──────── Verilen Metin

Yürütülen bu asimilasyon politikası zaman içerisinde sadece kısmi şekiller değiştirmiş Haydi Kızlar Okula, Kardelenler gibi projelerle Türk toplumunda sürekli bir kurtarılması gereken mağdur Kürt kadın imgesi yaratılmıştır. Bu imge sadece politikanın konusu değil, edebiyatın, filmlerin, dizilerin konusu olmuş, bu imaj düzenli olarak yeniden yeniden üretilmiştir
Yeni bir devlet inşasında egemen ulusta yaşayan kadınlara dair yapılan cinsiyetçi düzenlemelerin ifşası uzun zamandır yapılıyor. Erkek akılla üretilmiş ulus-devlet modeli kendi kurumsallaşmasını modern kadınlıklar ve modern erkeklikler üzerinden yaparken geçmişinden aldığı feodal ataerkiyi modern ataerkiye uyarlamakta gecikmemiş, mimariden çalışma hayatına aile yapısından sosyal yaşamın örgütlenmesine kadar her alanda bunu inşa etmiştir. Fakat bunu yapan ulus-devletler yok etmek istedikleri kimliklere sahip kadınlara tarih boyunca başka bir politika ile yaklaşmış, kendi kimliğinin varlığını egemen altına almak istedikleri kimliğe sahip kadınların yokluğu üzerine kurmuştur. Ezilen kimliğin üreme hakkına müdahaleden, kültür aktarımının engellenmesine, anne aracılığı ile anadilin öğretilmesinin önüne geçilmesine, tecavüz ederek fetih duygusunun şahlandırılmasına kadar “köklü” çözümlerin kadınlara saldırılarak gerçekleştirilmesi hedeflenmiştir. Dünya tarihi bu acı deneyimlerle doludur. Bu deneyimlerden biri de Kürt kadınlara ait.

────────────────

> **Yapılacak Görevler**
- A) Kürt kadınlarına yönelik politikaları ele alan metne göre, Türk toplumunda kurtarılması gereken mağdur Kürt kadın imgesi hangi projelerle yaratılmıştır?
- B) Kürt kadınlarına yönelik politikaları ele alan metni, son cümlesinden sonra kaldığı yerden sürdürünüz.
Kayıtların bu çalışmada hiçbir rolü yoktur.

──────── Sağlanan Bilgiler

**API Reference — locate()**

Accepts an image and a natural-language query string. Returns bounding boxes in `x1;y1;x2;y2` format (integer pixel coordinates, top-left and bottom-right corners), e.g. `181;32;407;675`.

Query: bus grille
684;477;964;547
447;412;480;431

────────────────

> **Görev Yanıtları**
- A) Haydi Kızlar Okula ve Kardelenler gibi projelerle.

- B)
1923 yılı Kürtler açısından toplumsal tarihlerinde bambaşka bir ifadeye sahip. Lozan’ın kabulü, geniş bir coğrafyada yaşayan Kürtlerin ulus-devletler içerisinde sınırlarla parçalanması ve sonrasında art arda yaşanan trajik hikayelerle, hakikatlerle dolu. Yeni kurulan Türk ulus-devletinin toplumsal mühendislik projesi ile bütün azınlıkların Türk-Sunni kimlikleri altında eritilmeye çalışıldığı, isyanların kanlı bastırıldığı, köklü asimilasyon politikalarının hayata geçirildiği yüz yıllık büyük bir kırım tarihi. 1924 Anayasası, 1925 Takrir-i Sükûn, 1925 Şark Islahat Planı, Umumî Müfettişlikler, art arda hazırlanan programlar ve Kürtlerin nasıl “ıslah” edileceğine dair yazılan ve hayata geçirilen onlarca rapor ve en önemlisi yaşanmışlıklar var.
1919’da kapatılan (bir yıl faaliyet gösterebilen) Kürt Kadınları Teali Cemiyeti üyesi bir kadının Tiflis’te yayınlanan Zarya Vastoka isimli bir gazetede yazdığı köşe yazısında derneğin “konstantinapolis milliyetçilerinin hilekârlıkları yüzünden” kapandığına dair küçük bir yazı yayınlanmış. Aynı hilekârlıklar 1923’ten sonra da devam etmiş, Kürt kadınların tarihi bu hilekârlıklarla, kurnazlıklarla mücadele tarihine dönüşmüş.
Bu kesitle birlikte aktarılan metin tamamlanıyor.